• **Information given**:
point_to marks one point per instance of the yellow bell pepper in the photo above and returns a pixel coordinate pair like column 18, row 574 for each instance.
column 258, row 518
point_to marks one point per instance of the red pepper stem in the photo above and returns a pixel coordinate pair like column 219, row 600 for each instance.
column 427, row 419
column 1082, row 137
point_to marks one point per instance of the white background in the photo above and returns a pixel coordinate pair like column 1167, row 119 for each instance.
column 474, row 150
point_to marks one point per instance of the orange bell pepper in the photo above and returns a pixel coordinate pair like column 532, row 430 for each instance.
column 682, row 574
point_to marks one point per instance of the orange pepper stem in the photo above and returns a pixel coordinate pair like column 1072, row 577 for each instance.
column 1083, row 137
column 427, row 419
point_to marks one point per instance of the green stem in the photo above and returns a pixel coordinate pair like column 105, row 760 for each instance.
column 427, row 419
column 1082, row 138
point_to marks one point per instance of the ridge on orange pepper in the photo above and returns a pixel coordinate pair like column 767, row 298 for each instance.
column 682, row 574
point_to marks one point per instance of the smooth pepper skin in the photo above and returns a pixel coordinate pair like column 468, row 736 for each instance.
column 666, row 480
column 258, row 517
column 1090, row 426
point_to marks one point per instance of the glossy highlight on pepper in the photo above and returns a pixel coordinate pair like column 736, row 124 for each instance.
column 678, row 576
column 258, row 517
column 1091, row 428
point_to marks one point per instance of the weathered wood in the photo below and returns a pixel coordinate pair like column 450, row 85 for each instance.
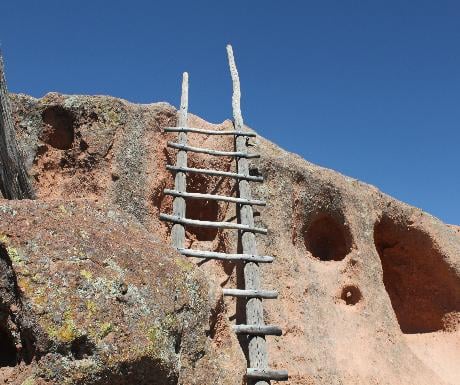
column 219, row 225
column 267, row 330
column 180, row 183
column 238, row 154
column 265, row 294
column 267, row 374
column 14, row 180
column 215, row 173
column 213, row 197
column 225, row 256
column 208, row 132
column 257, row 349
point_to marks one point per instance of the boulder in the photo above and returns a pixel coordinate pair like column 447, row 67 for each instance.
column 369, row 286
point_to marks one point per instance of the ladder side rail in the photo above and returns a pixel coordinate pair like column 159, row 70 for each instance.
column 180, row 181
column 257, row 349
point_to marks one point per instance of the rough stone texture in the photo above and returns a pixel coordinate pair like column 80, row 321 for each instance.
column 88, row 296
column 369, row 286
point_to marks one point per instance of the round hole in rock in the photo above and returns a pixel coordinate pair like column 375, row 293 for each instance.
column 81, row 348
column 351, row 295
column 58, row 130
column 327, row 239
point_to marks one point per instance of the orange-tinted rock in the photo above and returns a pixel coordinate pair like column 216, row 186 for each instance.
column 369, row 286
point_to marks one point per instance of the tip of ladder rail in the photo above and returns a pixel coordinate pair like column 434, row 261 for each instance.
column 267, row 374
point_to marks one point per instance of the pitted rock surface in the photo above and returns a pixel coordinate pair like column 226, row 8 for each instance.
column 369, row 286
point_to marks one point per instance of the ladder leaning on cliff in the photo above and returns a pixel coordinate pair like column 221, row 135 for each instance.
column 258, row 371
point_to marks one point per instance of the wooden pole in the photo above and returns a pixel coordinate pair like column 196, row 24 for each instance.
column 180, row 182
column 257, row 349
column 215, row 173
column 14, row 180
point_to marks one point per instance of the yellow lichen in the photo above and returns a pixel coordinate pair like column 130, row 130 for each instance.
column 29, row 381
column 86, row 274
column 184, row 264
column 24, row 285
column 92, row 307
column 14, row 255
column 67, row 332
column 63, row 209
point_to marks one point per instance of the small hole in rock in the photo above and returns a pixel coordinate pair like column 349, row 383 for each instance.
column 82, row 348
column 327, row 239
column 351, row 295
column 201, row 209
column 8, row 356
column 58, row 130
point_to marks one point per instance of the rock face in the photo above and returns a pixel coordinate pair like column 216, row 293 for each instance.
column 369, row 286
column 89, row 297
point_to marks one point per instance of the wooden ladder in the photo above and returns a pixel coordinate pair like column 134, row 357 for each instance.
column 255, row 328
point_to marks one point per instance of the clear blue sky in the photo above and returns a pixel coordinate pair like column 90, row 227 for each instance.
column 368, row 88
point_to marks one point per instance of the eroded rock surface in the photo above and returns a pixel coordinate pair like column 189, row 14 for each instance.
column 88, row 296
column 369, row 286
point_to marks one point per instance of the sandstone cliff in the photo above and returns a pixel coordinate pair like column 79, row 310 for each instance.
column 91, row 293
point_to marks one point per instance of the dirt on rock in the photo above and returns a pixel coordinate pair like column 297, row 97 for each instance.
column 369, row 286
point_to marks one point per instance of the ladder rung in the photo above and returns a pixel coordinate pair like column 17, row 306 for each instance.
column 212, row 152
column 208, row 132
column 213, row 197
column 215, row 173
column 266, row 294
column 225, row 256
column 267, row 374
column 268, row 330
column 220, row 225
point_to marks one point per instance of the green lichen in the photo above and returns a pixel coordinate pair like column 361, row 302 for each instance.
column 105, row 329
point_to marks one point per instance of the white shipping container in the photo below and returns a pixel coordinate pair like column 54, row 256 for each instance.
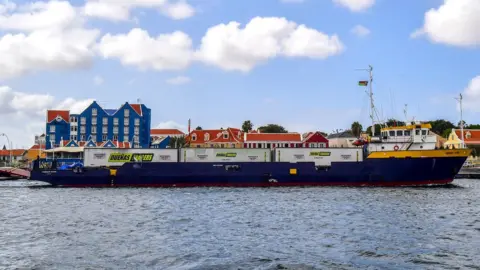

• **Exercise description**: The listing should be transcribed exactly. No picture is to appear in the transcription.

• **Exercise result**:
point_to marks one point per instance of the yellow bell pepper in the photo above and returns a pixel coordinate pair like column 18, row 574 for each instance.
column 258, row 518
point_to marks one point per instance of the red pepper stem in the photo above and returns a pixel coordinate pair like column 219, row 600 for each instance.
column 427, row 419
column 1082, row 137
point_to marks one point per instance of the white background in the photo above and returns a pixel coordinate pair like column 1167, row 119 for each instance.
column 474, row 150
point_to marks one point per instance of the orange bell pepper in the photo above and returns a pixel coordinate pair like column 532, row 430 for each instance.
column 682, row 574
point_to marks one point per instance of the orange pepper stem in the photo above and returns a pixel coordinate pair like column 1072, row 577 for each instance.
column 1083, row 137
column 427, row 419
point_to marks one point per instance of the green stem in the photo above and returns a pixel coordinate pair like column 105, row 760 for each instance.
column 427, row 419
column 1082, row 138
point_to marks one point per instance of the ridge on orange pepper in the photo above and returns a pixel coordinate pair like column 767, row 298 for each instance.
column 682, row 574
point_to marks one point per instance of the smooth pepper skin in the photo above and returns a pixel coordinate pair like column 468, row 736 for each instance.
column 666, row 480
column 258, row 517
column 1090, row 426
point_to marks one point per instance of the glossy highlight on pepper in the photo above and returns a pixel coordinate pair like column 736, row 124 for each instance.
column 678, row 576
column 258, row 517
column 1091, row 428
point_to marks one point per instance of the weathered wood in the photo below and returns a pixel coordinate pair like column 450, row 85 for each instance.
column 219, row 225
column 267, row 330
column 180, row 183
column 238, row 154
column 265, row 294
column 267, row 374
column 14, row 180
column 215, row 173
column 213, row 197
column 225, row 256
column 208, row 132
column 257, row 349
point_to marks one point per instance of the boulder in the photo above and returns a pixel coordinate pair like column 447, row 67 for each instance.
column 369, row 286
point_to marks one point per instance of the ladder side rail in the photo above and returns a pixel coordinate pair like column 159, row 70 for each instance.
column 180, row 181
column 257, row 349
point_to marks one point per instance of the rough stone texture in the photo above and returns a pixel coordinate pair like column 80, row 321 for each instance.
column 88, row 296
column 369, row 286
point_to marks one point per instance of the round hole in rock in the photo above and returns a pixel coordinate pair like column 375, row 293 for each instance.
column 81, row 348
column 351, row 295
column 58, row 130
column 327, row 239
point_to marks one point per instance of the orange-tinted rock in the photo above and returns a pixel coordinate pair like column 216, row 186 for each instance.
column 369, row 286
point_to marks one point per instance of the tip of ladder rail in the photo above and returns a pixel coordinate pair like column 434, row 261 for each instance.
column 267, row 374
point_to marks one point per instance of the pitted rock surface in the photo above and returns a pixel coordinate pair like column 226, row 8 for each instance.
column 369, row 286
point_to marks one point per instance of the ladder leaning on cliff in the photo above and returns a pixel coordinate pair like column 221, row 135 for each instance.
column 258, row 371
point_to marks one point per instance of the wooden pole in the photo above and returns a pixel coordinate pair like column 196, row 24 for each instance.
column 180, row 182
column 257, row 349
column 215, row 173
column 14, row 180
point_to marks one point per instance of the yellow lichen in the photo above and returns a pixel coordinate pair like column 130, row 130 for each instance.
column 29, row 381
column 86, row 274
column 184, row 264
column 24, row 285
column 92, row 307
column 14, row 255
column 67, row 332
column 63, row 209
point_to marks one point per instance of the small hole in rock in the photo above and returns a pixel coordinate pair like column 349, row 383 for each instance.
column 82, row 348
column 327, row 239
column 351, row 295
column 201, row 209
column 8, row 356
column 58, row 130
point_to marks one point per instance of the rock face in the photo above and returns a pixel coordinate pair like column 216, row 293 for each instance.
column 369, row 286
column 89, row 297
point_to marks one point per instance of the wooden ladder in the photo above and returns a pixel coordinate pair like column 134, row 357 for each instance.
column 255, row 328
point_to marks one point per instance of the clear blue sky in the photo above and returns a pixel coordinate pair like column 90, row 227 for each instance.
column 368, row 88
point_to marks one point per instance of the eroded rock surface in the photo above and returns a pixel coordinate pair like column 189, row 14 for each instance.
column 88, row 296
column 369, row 286
point_to marks one point per instance of the sandstone cliff in the photo above and returns a pixel coordinate pair like column 79, row 310 for each instance.
column 91, row 293
point_to marks one point per instance of the dirt on rock in the photo above and returns a pixel coordinate pair like column 297, row 97 for each instance.
column 369, row 286
point_to marks one point per instance of the ladder rung in the photo above and returns a pixel coordinate pair like column 17, row 306 for each instance.
column 212, row 152
column 208, row 132
column 213, row 197
column 215, row 173
column 266, row 294
column 225, row 256
column 267, row 374
column 268, row 330
column 220, row 225
point_to marks one point per instance of the green lichen in the photo above and returns a pixel coordinate pair like column 361, row 302 for each instance.
column 105, row 329
point_to marks one point per instance of the white shipping container in the photo below and returns a pixel coordinate pair like column 54, row 256 for each instance.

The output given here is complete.